**CHALLENGE**. Format each line of the records below as a numbered list, omitting any blank lines.

[Segmentation annotation records]
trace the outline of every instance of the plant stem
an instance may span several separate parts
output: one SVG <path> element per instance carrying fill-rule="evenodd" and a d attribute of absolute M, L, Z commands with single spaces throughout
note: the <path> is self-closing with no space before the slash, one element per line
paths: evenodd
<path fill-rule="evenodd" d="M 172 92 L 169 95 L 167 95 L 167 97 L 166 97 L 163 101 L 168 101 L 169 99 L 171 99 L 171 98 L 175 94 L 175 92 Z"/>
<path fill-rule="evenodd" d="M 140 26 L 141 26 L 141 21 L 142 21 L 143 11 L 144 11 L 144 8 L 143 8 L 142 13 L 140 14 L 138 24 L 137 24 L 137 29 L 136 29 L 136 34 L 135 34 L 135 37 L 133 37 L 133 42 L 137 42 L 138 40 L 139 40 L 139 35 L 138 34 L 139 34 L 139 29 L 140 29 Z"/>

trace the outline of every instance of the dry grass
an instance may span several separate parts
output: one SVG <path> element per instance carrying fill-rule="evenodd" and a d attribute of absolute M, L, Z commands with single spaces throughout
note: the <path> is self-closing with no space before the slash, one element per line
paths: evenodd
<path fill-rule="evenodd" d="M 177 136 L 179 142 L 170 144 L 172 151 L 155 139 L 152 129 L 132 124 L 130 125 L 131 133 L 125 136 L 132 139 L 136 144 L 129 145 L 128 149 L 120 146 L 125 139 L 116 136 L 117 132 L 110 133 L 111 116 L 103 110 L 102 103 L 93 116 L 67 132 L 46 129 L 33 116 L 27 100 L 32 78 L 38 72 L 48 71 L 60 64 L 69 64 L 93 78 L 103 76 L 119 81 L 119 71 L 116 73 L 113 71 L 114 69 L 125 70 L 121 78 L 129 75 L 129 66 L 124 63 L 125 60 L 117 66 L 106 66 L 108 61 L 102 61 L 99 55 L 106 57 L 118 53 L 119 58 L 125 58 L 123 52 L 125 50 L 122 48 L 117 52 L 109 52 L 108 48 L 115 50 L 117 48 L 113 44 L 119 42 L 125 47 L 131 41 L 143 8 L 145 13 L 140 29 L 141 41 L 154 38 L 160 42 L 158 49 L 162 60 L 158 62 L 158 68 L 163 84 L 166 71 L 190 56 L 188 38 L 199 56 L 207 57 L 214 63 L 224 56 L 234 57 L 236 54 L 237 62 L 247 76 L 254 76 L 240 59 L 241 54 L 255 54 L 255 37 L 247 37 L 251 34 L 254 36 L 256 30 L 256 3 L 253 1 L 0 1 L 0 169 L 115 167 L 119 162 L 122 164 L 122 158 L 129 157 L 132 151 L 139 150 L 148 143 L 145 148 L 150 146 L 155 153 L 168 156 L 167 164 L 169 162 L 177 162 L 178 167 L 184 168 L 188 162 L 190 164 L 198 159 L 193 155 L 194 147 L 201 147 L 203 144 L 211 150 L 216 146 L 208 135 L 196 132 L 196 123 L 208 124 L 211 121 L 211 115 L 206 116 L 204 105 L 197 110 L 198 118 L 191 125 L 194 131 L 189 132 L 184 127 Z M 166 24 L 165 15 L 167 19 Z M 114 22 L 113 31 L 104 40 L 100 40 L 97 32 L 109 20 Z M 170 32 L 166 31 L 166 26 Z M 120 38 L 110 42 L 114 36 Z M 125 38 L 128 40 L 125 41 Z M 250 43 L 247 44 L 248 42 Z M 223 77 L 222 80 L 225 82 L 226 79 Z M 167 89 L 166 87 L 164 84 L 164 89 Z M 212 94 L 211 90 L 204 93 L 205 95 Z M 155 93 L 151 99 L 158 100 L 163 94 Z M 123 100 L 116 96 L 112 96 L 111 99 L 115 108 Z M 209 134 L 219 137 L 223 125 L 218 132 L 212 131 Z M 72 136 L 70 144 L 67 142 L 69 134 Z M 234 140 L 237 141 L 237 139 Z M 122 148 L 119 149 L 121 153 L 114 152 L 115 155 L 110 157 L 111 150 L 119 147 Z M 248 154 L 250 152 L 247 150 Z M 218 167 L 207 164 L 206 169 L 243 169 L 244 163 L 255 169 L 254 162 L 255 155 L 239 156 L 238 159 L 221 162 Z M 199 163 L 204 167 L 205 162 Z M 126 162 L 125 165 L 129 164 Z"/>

**WRITTEN RESPONSE**.
1. trace the outline of every instance of the plant stem
2. an instance may span several separate parts
3. output: one SVG <path> element per instance carrying fill-rule="evenodd" and a d attribute of absolute M, L, Z commands with single spaces throughout
4. note: the <path> is self-closing with no space before the slash, one element per line
5. paths: evenodd
6. <path fill-rule="evenodd" d="M 172 92 L 169 95 L 167 95 L 167 97 L 166 97 L 163 101 L 168 101 L 169 99 L 171 99 L 171 98 L 175 94 L 175 92 Z"/>
7. <path fill-rule="evenodd" d="M 140 26 L 141 26 L 141 21 L 142 21 L 143 11 L 144 11 L 144 8 L 143 8 L 142 13 L 140 14 L 138 24 L 137 24 L 137 29 L 136 29 L 136 34 L 135 34 L 135 37 L 133 37 L 133 42 L 137 42 L 138 40 L 139 40 L 139 35 L 138 34 L 139 34 L 139 29 L 140 29 Z"/>
8. trace the outline of every instance of the dry grass
9. an instance may span several separate parts
10. output: one SVG <path> element per instance carrying fill-rule="evenodd" and a d attribute of absolute M, L, Z commands with single spaces throughout
11. note: the <path> is self-closing with no space before the slash, one element per line
12. paths: evenodd
13. <path fill-rule="evenodd" d="M 177 136 L 179 142 L 170 144 L 172 151 L 155 139 L 152 129 L 132 124 L 130 125 L 131 133 L 125 136 L 132 139 L 136 144 L 129 145 L 128 149 L 120 146 L 125 139 L 116 136 L 117 132 L 110 133 L 111 116 L 103 110 L 102 103 L 93 116 L 67 132 L 46 129 L 33 116 L 27 100 L 32 78 L 38 72 L 48 71 L 60 64 L 69 64 L 93 78 L 103 76 L 119 81 L 119 71 L 116 73 L 113 71 L 114 69 L 125 70 L 121 78 L 129 75 L 129 66 L 124 63 L 125 60 L 117 66 L 106 66 L 108 61 L 102 61 L 99 55 L 106 57 L 118 53 L 119 58 L 125 58 L 123 52 L 125 50 L 122 48 L 117 52 L 109 52 L 108 48 L 115 50 L 117 48 L 113 44 L 119 42 L 125 47 L 131 41 L 143 8 L 145 13 L 140 29 L 141 41 L 154 38 L 160 42 L 158 49 L 162 60 L 158 62 L 158 68 L 163 84 L 166 71 L 190 56 L 188 38 L 199 56 L 207 57 L 214 63 L 224 56 L 234 57 L 236 54 L 237 62 L 247 76 L 254 76 L 240 59 L 241 54 L 255 54 L 255 37 L 247 37 L 251 34 L 254 36 L 256 30 L 256 3 L 253 1 L 0 1 L 0 169 L 115 167 L 119 162 L 122 164 L 122 158 L 129 157 L 132 151 L 139 150 L 148 143 L 145 148 L 150 146 L 155 153 L 168 156 L 167 164 L 169 162 L 177 162 L 178 167 L 184 168 L 188 162 L 190 164 L 198 159 L 193 155 L 194 147 L 201 147 L 203 144 L 211 150 L 216 146 L 208 135 L 196 132 L 196 123 L 208 124 L 211 121 L 211 115 L 206 116 L 204 105 L 197 110 L 198 118 L 191 125 L 194 131 L 189 132 L 184 127 Z M 166 24 L 165 15 L 167 19 Z M 114 22 L 113 31 L 104 40 L 100 40 L 97 32 L 109 20 Z M 170 32 L 166 31 L 166 26 Z M 120 38 L 110 42 L 114 36 Z M 125 38 L 128 40 L 125 41 Z M 250 43 L 247 44 L 248 42 Z M 223 77 L 222 80 L 225 82 L 226 79 Z M 167 89 L 166 87 L 164 84 L 164 89 Z M 212 94 L 211 90 L 204 93 L 205 95 Z M 155 93 L 151 99 L 158 100 L 163 94 Z M 123 100 L 116 96 L 112 96 L 111 99 L 115 108 Z M 209 134 L 219 137 L 223 125 L 218 132 L 212 131 Z M 72 136 L 70 144 L 67 142 L 69 134 Z M 234 140 L 237 141 L 237 139 Z M 122 148 L 119 149 L 121 153 L 114 152 L 115 155 L 110 157 L 111 150 L 119 147 Z M 248 154 L 250 152 L 247 150 Z M 218 167 L 207 164 L 206 169 L 243 169 L 244 163 L 255 169 L 254 162 L 255 155 L 239 156 L 238 159 L 221 162 Z M 199 163 L 204 167 L 205 162 Z M 126 162 L 125 165 L 129 164 Z"/>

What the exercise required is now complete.